[Collected data]
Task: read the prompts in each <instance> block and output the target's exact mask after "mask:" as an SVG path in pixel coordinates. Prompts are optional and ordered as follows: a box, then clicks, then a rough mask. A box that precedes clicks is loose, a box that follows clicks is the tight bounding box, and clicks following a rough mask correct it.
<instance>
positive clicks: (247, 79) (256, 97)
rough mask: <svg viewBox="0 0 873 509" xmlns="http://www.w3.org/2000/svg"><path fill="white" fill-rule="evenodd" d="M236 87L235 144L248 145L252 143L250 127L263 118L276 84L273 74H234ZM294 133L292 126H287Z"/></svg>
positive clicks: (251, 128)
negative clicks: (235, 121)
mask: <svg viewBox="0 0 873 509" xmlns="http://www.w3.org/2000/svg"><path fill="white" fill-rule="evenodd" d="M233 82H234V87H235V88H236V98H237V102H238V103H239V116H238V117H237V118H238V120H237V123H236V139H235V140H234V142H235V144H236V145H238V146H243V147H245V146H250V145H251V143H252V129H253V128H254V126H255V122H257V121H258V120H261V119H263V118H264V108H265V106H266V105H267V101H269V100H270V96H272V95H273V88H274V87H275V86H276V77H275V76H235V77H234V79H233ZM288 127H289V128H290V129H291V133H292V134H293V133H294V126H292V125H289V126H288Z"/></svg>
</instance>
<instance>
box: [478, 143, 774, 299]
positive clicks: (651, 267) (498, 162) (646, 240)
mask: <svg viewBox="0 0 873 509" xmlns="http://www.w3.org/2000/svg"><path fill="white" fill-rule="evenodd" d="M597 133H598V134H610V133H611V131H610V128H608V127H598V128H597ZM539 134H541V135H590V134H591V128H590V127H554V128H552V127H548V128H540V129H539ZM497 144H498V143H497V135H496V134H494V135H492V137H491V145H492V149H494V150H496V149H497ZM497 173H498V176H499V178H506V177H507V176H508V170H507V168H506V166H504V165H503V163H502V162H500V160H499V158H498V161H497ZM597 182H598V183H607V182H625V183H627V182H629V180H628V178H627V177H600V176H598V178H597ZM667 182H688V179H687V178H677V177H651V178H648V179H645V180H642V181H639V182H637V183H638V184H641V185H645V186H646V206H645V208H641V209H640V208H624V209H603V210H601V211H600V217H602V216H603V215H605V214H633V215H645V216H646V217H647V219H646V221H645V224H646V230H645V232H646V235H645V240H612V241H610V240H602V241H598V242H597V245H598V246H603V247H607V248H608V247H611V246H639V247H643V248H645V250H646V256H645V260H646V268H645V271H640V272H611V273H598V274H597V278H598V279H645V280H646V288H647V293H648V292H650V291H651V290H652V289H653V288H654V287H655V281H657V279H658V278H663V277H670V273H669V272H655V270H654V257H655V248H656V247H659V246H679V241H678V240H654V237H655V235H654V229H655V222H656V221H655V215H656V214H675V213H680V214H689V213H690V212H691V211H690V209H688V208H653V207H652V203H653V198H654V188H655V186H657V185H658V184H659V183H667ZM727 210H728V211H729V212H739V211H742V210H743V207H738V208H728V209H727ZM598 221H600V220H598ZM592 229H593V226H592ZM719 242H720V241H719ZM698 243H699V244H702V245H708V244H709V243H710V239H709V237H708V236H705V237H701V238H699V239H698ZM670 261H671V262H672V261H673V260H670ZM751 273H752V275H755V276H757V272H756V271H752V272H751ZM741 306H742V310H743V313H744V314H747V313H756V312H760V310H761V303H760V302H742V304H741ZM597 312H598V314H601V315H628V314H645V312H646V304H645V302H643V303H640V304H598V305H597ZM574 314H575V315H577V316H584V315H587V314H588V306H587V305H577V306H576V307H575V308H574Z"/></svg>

Exercise directions: Return every line of the material above verbatim, with nothing changed.

Solved exercise:
Task: read the prompts in each <instance> block and output the target's exact mask after "mask:" as an SVG path in pixel coordinates. Prompts are optional and ordered as follows: a box, then clicks, then a rough mask. A box that precedes clicks is loose, a box that follows clicks is the tight bounding box, and clicks following a rough mask correct it.
<instance>
positive clicks: (247, 79) (256, 97)
rough mask: <svg viewBox="0 0 873 509" xmlns="http://www.w3.org/2000/svg"><path fill="white" fill-rule="evenodd" d="M236 87L235 144L248 145L252 143L250 127L263 118L276 84L273 74H234ZM294 133L292 126H287Z"/></svg>
positive clicks: (251, 128)
negative clicks: (235, 121)
mask: <svg viewBox="0 0 873 509" xmlns="http://www.w3.org/2000/svg"><path fill="white" fill-rule="evenodd" d="M233 82H234V87H235V88H236V98H237V102H238V103H239V116H238V117H237V118H238V120H237V123H236V139H235V140H234V142H235V144H236V145H238V146H243V147H245V146H250V145H251V143H252V129H253V128H254V126H255V122H257V121H258V120H261V119H263V118H264V108H265V106H266V105H267V101H269V100H270V96H272V95H273V88H274V87H275V86H276V77H275V76H235V77H234V79H233ZM288 127H289V128H290V129H291V133H292V134H293V133H294V126H292V125H289V126H288Z"/></svg>
</instance>
<instance>
box: [478, 143, 774, 299]
positive clicks: (651, 267) (498, 162) (646, 240)
mask: <svg viewBox="0 0 873 509" xmlns="http://www.w3.org/2000/svg"><path fill="white" fill-rule="evenodd" d="M597 133H598V134H610V133H611V131H610V128H608V127H598V128H597ZM539 134H541V135H590V134H591V128H590V127H554V128H552V127H548V128H540V129H539ZM497 144H498V143H497V135H496V134H494V135H492V137H491V145H492V149H494V150H496V149H497ZM497 173H498V176H499V178H506V177H507V176H508V170H507V168H506V166H504V165H503V163H502V162H500V160H499V158H498V161H497ZM597 182H598V183H607V182H625V183H627V182H629V180H628V178H627V177H600V176H598V178H597ZM667 182H688V179H687V178H677V177H651V178H648V179H645V180H642V181H639V182H637V183H638V184H641V185H645V186H646V206H645V208H641V209H640V208H624V209H603V210H601V211H600V217H602V216H603V215H605V214H633V215H645V216H646V217H647V219H646V221H645V224H646V230H645V232H646V235H645V240H612V241H610V240H602V241H598V242H597V245H598V246H603V247H607V248H608V247H611V246H639V247H643V248H645V250H646V256H645V260H646V268H645V271H640V272H611V273H598V274H597V278H598V279H645V280H646V288H647V293H648V292H650V291H651V290H652V289H653V288H654V287H655V281H657V279H658V278H663V277H670V273H669V272H655V270H654V257H655V248H656V247H659V246H679V241H678V240H654V237H655V235H654V229H655V222H656V221H655V215H656V214H675V213H680V214H689V213H690V212H691V211H690V209H688V208H653V207H652V203H653V198H654V188H655V186H657V185H658V184H659V183H667ZM727 210H728V211H729V212H739V211H742V210H743V207H738V208H728V209H727ZM598 221H600V220H598ZM592 229H593V226H592ZM719 242H720V241H719ZM698 243H699V244H702V245H708V244H709V243H710V239H709V237H708V236H705V237H701V238H699V239H698ZM670 261H671V262H672V261H673V260H670ZM751 273H752V275H755V276H757V272H756V271H752V272H751ZM741 306H742V310H743V313H744V314H747V313H756V312H760V310H761V303H760V302H742V304H741ZM597 312H598V314H601V315H628V314H645V312H646V304H645V302H643V303H640V304H598V305H597ZM574 314H575V315H577V316H584V315H587V314H588V306H587V305H577V306H576V307H575V308H574Z"/></svg>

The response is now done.